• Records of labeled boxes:
· · ·

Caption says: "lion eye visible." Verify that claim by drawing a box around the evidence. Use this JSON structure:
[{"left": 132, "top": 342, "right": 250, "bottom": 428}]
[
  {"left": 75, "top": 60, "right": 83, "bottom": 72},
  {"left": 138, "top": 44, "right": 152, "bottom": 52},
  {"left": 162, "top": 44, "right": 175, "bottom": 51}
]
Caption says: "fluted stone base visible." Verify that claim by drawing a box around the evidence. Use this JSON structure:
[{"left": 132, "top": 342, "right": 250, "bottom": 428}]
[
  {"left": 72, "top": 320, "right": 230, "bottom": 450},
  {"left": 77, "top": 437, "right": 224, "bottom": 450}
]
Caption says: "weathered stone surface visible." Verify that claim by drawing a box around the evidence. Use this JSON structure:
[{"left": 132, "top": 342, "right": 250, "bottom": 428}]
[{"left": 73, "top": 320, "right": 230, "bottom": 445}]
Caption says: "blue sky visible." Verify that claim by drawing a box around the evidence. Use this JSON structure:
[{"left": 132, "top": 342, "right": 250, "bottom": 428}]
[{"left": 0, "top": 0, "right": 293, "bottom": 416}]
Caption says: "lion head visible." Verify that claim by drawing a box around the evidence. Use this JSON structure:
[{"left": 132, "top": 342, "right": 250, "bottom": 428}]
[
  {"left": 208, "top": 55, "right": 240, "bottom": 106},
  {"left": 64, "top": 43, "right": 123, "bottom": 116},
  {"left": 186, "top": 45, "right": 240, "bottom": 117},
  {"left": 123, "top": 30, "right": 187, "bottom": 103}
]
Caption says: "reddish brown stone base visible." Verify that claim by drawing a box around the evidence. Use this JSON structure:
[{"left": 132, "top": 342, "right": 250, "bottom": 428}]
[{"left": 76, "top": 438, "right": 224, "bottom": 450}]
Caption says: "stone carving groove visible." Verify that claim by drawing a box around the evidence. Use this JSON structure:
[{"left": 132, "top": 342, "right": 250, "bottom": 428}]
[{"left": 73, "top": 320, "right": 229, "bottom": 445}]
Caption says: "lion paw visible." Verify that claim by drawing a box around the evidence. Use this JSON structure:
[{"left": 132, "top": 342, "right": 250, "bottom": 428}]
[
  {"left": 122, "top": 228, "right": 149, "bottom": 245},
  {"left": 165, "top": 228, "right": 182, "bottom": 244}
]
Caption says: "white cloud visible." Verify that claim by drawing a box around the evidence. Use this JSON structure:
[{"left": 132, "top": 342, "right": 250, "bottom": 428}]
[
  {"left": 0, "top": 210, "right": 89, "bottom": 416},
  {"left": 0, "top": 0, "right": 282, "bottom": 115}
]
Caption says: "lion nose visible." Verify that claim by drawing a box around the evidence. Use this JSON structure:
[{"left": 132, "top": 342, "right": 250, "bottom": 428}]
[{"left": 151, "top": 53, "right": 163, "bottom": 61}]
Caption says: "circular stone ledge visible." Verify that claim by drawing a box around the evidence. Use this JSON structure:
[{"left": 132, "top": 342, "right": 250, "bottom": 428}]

· · ·

• Exercise prompt:
Copy every row above again, word for word and with the same line breaks.

• Task answer:
Caption says: "lion eye visible." Verify that claim by drawing a box around the evidence. Use this JSON structure:
[{"left": 132, "top": 342, "right": 250, "bottom": 428}]
[
  {"left": 75, "top": 60, "right": 83, "bottom": 72},
  {"left": 138, "top": 44, "right": 152, "bottom": 52},
  {"left": 162, "top": 44, "right": 175, "bottom": 51}
]
Caption says: "fluted stone base visible." Verify that claim by drawing a box around the evidence. Use this JSON structure:
[{"left": 132, "top": 342, "right": 250, "bottom": 428}]
[
  {"left": 72, "top": 320, "right": 230, "bottom": 450},
  {"left": 77, "top": 437, "right": 224, "bottom": 450}
]
Caption says: "weathered stone surface visible." Verify that claim by drawing a box around the evidence. Use this JSON structure:
[{"left": 132, "top": 342, "right": 250, "bottom": 428}]
[{"left": 73, "top": 320, "right": 230, "bottom": 445}]
Caption says: "blue sky visible." Verify that claim by drawing a box around the evidence. Use this JSON structure:
[{"left": 132, "top": 342, "right": 250, "bottom": 428}]
[{"left": 0, "top": 0, "right": 293, "bottom": 416}]
Caption says: "lion head visible." Verify that claim by drawing a box around the evidence. Use this JSON structure:
[{"left": 132, "top": 342, "right": 250, "bottom": 428}]
[
  {"left": 208, "top": 55, "right": 240, "bottom": 106},
  {"left": 64, "top": 43, "right": 123, "bottom": 116},
  {"left": 186, "top": 45, "right": 240, "bottom": 117},
  {"left": 123, "top": 30, "right": 187, "bottom": 103}
]
Caption says: "reddish brown stone base visible." Verify that claim by drawing a box around the evidence. Use this JSON structure:
[{"left": 132, "top": 342, "right": 250, "bottom": 428}]
[{"left": 76, "top": 438, "right": 224, "bottom": 450}]
Caption says: "stone carving groove visible." Verify that claim by drawing a box around the evidence. Use this JSON structure:
[{"left": 132, "top": 342, "right": 250, "bottom": 428}]
[{"left": 73, "top": 320, "right": 229, "bottom": 445}]
Caption says: "lion paw visible." Verify that claim by drawing a box around the evidence. Use this JSON structure:
[{"left": 132, "top": 342, "right": 250, "bottom": 428}]
[
  {"left": 122, "top": 228, "right": 149, "bottom": 245},
  {"left": 165, "top": 228, "right": 182, "bottom": 244}
]
Caption says: "white cloud visible." Verify that claim by drawing a box around the evidence. Use this JSON structure:
[{"left": 132, "top": 342, "right": 250, "bottom": 428}]
[
  {"left": 0, "top": 210, "right": 89, "bottom": 416},
  {"left": 0, "top": 0, "right": 282, "bottom": 115}
]
Caption says: "lion nose visible." Verify that claim by drawing a box around the evidence. Use this JSON structure:
[{"left": 132, "top": 342, "right": 250, "bottom": 428}]
[{"left": 151, "top": 53, "right": 163, "bottom": 61}]
Caption says: "circular stone ledge visible." Verify that claim by drawing a box around the evidence. Use this JSON structure:
[{"left": 132, "top": 342, "right": 250, "bottom": 428}]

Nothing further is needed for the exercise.